**Study text:**
Willem Einthoven and the EKG Machine
Today we almost take EKG machines for granted. Place a few leads on the body, flip a few switches, and out pops red graph paper with a series of black squiggly tracings that can show us what is happening with the heart. But this essential piece of medical technology has existed as we know it for less than a century. In 1924, “…for discovery of the mechanism of the electrocardiogram,” Dutch scientist Willem Einthoven received the Nobel prize in Physiology or Medicine.
We know that electrical impulses cause the heart muscle to contract in a wave of chain reactions, pumping blood to the lungs and the rest of the body. Those electrical impulses originate in cells known as pacemaker cells. The amount of electricity produced is very small, measured in millivolts. One of the challenges Einthoven faced was measuring electricity in this small amount, and from the outside of the body. As the electric wave travels through bone and the tissues of the body, it grows weaker.
Early experiments using frogs were able to measure the electrical activity of the heart only by placing the measuring equipment directly on the heart. Obviously, researchers did not want to have to go inside the human body to conduct such measurements. Einthoven used a string galvanometer to improve the sensitivity of the EKG, mostly to avoid complex mathematical calculations. He published his first detailed description of his instrument in 1909. His original research is still the fundamental basis of electrocardiography and we still use his terminology today. And although the string galvanometer has been supplanted by EKG machines using amplification techniques, EKGs using the string galvanometer remained the standard of references even to recent times.

**Instructions for the task:** Rewrite the passage on Willem Einthoven and the EKG machine from "Early experiments using" to "to recent times.", replacing "researchers" with "scientists".

**Data provided:**

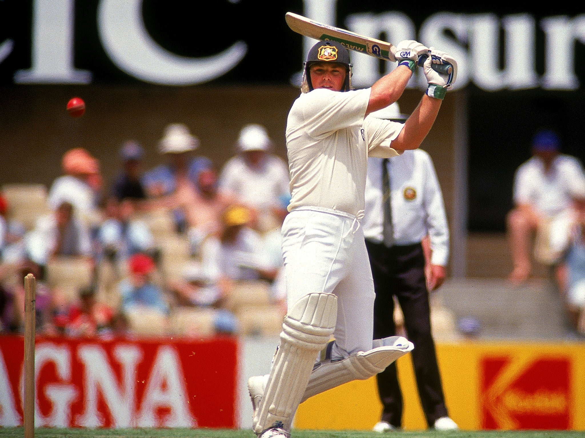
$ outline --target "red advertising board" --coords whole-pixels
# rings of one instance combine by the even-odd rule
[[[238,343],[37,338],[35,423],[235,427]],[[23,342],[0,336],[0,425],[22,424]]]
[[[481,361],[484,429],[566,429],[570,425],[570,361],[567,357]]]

---

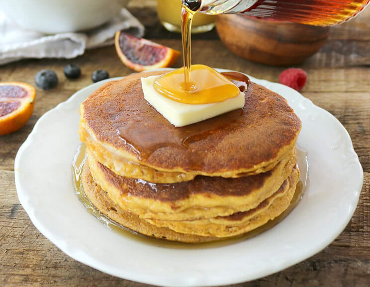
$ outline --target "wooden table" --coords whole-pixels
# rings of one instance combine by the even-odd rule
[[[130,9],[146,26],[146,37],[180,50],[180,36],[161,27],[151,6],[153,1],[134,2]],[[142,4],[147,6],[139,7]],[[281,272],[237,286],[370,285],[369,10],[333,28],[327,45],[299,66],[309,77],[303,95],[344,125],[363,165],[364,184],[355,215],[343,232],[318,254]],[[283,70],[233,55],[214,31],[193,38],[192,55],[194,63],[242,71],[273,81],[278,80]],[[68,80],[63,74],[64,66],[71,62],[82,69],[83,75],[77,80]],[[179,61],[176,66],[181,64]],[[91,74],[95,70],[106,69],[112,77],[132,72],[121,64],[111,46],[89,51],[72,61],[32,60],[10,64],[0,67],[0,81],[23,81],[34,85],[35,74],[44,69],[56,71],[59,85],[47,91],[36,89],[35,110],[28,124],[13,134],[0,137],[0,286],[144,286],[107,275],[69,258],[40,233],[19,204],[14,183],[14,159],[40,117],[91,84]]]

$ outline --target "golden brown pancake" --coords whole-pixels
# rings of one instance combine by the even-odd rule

**Problem solution:**
Early experiments using frogs were able to measure the electrical activity of the heart only by placing the measuring equipment directly on the heart. Obviously, scientists did not want to have to go inside the human body to conduct such measurements. Einthoven used a string galvanometer to improve the sensitivity of the EKG, mostly to avoid complex mathematical calculations. He published his first detailed description of his instrument in 1909. His original research is still the fundamental basis of electrocardiography and we still use his terminology today. And although the string galvanometer has been supplanted by EKG machines using amplification techniques, EKGs using the string galvanometer remained the standard of references even to recent times.